• **Study text**:
————————

Leverage is power in negotiation—often perception, not reality.

| Type | Definition | How to use |
|------|------------|------------|
| **Positive** | You have something they want | Remind them of what they gain by dealing with you |
| **Negative** | You can cause them pain | Mention consequences of no deal (use carefully) |
| **Normative** | Using their beliefs/values against them | "You've always said quality matters most—would cutting corners align with that?" |

**Key question:** "Who feels they have more to lose if this falls apart?"

**Insight:** Even without objective power, you can create perceived leverage by uncovering what they fear or desperately want.

---

## 17. Black Swans

**What they are:** Hidden, game-changing pieces of information that can transform a negotiation once discovered.

**Assumption:** Every negotiation has approximately 3 Black Swans lurking.

**Types of Black Swans:**
- Secret constraints (their boss said no more than X)
- Hidden motivations (they need this deal to save their job)
- Unknown context (their competitor just made a move)

**How to find them:**
- Stay curious; ask calibrated questions
- Use tactical empathy to make them comfortable
- Watch for anomalies—odd reactions signal hidden factors
- Listen in unguarded moments (before/after meetings)

**Effect:** Discovering a Black Swan can turn a stalemate into a breakthrough.

---

## 18. Counterpart Styles

### Analyst
- **Traits:** Methodical, data-driven, prizes accuracy, hates surprises, may seem cold
- **Fears:** Being rushed, making errors, being unprepared
- **Adapt:** Use data and facts, be patient, give them time to process, don't pressure with tight deadlines

### Accommodator
- **Traits:** Amiable, relationship-focused, values personal connection, avoids conflict
- **Fears:** Confrontation, damaging relationships
- **Adapt:** Build rapport, make small talk, be friendly—but ensure you pin down specifics (they may agree too quickly just to please)

————————

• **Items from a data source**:

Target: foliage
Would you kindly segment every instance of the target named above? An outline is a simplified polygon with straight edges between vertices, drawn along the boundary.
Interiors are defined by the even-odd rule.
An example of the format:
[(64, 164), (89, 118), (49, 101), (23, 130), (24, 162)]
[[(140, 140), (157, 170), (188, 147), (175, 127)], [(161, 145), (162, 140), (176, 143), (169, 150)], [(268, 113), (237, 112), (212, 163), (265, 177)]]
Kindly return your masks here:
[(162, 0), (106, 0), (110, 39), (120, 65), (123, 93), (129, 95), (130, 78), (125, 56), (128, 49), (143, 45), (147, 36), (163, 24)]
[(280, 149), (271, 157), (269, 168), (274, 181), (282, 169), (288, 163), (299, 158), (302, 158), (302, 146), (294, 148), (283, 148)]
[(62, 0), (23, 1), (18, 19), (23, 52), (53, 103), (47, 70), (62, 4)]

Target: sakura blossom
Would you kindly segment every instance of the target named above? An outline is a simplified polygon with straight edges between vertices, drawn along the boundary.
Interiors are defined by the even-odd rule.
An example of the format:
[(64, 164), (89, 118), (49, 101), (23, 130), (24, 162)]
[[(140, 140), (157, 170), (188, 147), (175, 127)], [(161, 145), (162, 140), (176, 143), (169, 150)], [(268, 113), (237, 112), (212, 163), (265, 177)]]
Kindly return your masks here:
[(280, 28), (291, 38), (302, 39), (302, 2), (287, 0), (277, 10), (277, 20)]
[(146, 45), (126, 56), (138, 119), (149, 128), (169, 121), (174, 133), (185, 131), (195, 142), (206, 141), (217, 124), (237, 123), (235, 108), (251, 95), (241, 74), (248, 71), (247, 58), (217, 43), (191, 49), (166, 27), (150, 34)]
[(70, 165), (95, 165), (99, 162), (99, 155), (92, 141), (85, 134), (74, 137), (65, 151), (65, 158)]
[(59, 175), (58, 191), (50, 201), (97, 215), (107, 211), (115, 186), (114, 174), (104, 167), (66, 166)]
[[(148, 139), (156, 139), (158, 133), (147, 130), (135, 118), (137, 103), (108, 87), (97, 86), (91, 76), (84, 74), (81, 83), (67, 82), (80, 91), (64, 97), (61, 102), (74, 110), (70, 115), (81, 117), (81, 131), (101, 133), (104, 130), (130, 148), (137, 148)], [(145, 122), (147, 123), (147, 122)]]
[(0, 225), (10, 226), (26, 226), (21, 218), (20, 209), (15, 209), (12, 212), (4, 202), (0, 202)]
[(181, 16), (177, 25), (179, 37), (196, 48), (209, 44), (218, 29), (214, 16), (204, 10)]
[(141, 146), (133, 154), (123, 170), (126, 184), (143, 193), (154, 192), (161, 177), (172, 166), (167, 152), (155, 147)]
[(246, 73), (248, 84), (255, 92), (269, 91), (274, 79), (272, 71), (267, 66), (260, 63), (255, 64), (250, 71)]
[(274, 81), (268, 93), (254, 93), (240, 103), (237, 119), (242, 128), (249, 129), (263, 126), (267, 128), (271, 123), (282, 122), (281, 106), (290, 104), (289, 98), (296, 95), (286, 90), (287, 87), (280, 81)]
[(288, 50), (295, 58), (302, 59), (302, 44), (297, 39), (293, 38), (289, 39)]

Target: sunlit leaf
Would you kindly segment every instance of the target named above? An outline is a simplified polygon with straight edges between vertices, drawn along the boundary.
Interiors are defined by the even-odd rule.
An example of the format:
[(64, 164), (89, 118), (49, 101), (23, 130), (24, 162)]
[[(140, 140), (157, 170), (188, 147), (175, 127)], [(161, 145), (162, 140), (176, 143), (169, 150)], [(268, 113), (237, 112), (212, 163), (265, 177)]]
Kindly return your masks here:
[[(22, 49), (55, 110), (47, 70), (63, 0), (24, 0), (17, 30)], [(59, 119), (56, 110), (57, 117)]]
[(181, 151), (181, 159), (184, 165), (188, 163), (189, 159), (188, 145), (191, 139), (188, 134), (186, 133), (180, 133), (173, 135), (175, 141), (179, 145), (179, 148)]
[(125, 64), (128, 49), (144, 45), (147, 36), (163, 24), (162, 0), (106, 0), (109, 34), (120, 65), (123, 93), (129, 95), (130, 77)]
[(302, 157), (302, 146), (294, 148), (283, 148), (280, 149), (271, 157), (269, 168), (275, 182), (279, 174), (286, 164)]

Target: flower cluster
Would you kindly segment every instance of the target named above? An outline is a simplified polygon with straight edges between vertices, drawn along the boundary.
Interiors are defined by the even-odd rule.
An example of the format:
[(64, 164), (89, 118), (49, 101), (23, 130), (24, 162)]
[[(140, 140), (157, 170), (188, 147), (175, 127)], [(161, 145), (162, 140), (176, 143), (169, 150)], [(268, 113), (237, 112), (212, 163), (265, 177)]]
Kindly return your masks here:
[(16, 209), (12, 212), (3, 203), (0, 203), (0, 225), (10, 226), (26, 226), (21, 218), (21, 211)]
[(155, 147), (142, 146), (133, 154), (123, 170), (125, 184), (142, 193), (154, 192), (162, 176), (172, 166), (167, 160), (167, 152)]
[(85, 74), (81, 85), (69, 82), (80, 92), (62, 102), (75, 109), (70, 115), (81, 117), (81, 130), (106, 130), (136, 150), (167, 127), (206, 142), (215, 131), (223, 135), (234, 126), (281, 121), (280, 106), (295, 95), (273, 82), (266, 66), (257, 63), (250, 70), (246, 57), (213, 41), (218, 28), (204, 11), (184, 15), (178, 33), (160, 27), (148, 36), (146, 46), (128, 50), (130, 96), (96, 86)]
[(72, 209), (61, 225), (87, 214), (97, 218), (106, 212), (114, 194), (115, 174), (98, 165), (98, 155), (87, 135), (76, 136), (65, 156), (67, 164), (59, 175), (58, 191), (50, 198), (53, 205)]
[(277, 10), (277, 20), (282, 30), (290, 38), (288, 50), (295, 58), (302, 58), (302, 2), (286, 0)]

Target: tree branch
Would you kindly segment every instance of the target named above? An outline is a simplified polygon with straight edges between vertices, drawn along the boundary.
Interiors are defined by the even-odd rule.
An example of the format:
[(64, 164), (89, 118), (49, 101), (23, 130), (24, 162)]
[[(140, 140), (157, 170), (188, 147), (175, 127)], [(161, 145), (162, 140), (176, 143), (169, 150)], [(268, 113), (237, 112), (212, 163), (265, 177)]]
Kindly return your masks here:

————————

• **Exercises**:
A. Could you duplicate the stretch of the negotiation text from "Leverage is power" through "or desperately want."?
B. Can you pick up the negotiation text after its last line and keep it going?
These records were drawn from a separate source.

• **Answers by item number**:
A.
Leverage is power in negotiation—often perception, not reality.

| Type | Definition | How to use |
|------|------------|------------|
| **Positive** | You have something they want | Remind them of what they gain by dealing with you |
| **Negative** | You can cause them pain | Mention consequences of no deal (use carefully) |
| **Normative** | Using their beliefs/values against them | "You've always said quality matters most—would cutting corners align with that?" |

**Key question:** "Who feels they have more to lose if this falls apart?"

**Insight:** Even without objective power, you can create perceived leverage by uncovering what they fear or desperately want.

B.
### Assertive
- **Traits:** Direct, time-conscious, wants to win, speaks fast, comfortable saying no
- **Fears:** Wasting time, being seen as weak
- **Adapt:** Be efficient, stand your ground, acknowledge their points, frame proposals as wins for them

**Insight:** Great negotiators borrow from all three styles as needed.

---

## 19. Body Language and Tone

**The 7-38-55 Rule:**
- 7% of meaning: Words
- 38% of meaning: Tone
- 55% of meaning: Body language

**What to watch:**
- Incongruence between words and tone/body (signals hesitation or deception)
- Arms crossed, leaning back (defensive)
- Leaning in, open posture (engaged)
- Facial micro-expressions

**When to observe:** Unguarded moments before/after meetings reveal true feelings.

**Your own signals:**
- Keep body language open (no crossed arms, no pointing)
- Nod to show listening
- Maintain appropriate eye contact
- Smile genuinely

---

## 20. Dynamic Silence

**What it is:** Deliberate, extended pauses after key statements or questions.

**Psychological trigger:** Silence creates a vacuum people instinctively fill—often with information, concessions, or their internal reasoning.

**How to use:**
- Make your statement or ask your question
- Stop talking completely
- Maintain calm, attentive presence
- Resist the urge to fill the silence yourself

**Effect:**
- They reveal more information
- They may negotiate against themselves
- Your words carry more weight

**Rule:** "He who speaks least often wins."

---

## 21. Pronoun Analysis

**What to listen for:**

| Pronoun pattern | What it may indicate |
|-----------------|---------------------|
| Heavy "I/me/my" | May lack full authority; someone else decides |
| "We/they/our team" | Decision-maker or representing group consensus |
| Shift from "I" to "we" | May be invoking higher authority to deflect |

**How to use this:**
- If they use "I" heavily, ask: "How does your team/leadership weigh in on this?"
- If they use "we" heavily, they may have authority—but verify

**Humanize yourself:** Use your name and their name throughout. "Look, Sarah, I really want to make this work" is more disarming than "I want to make this work."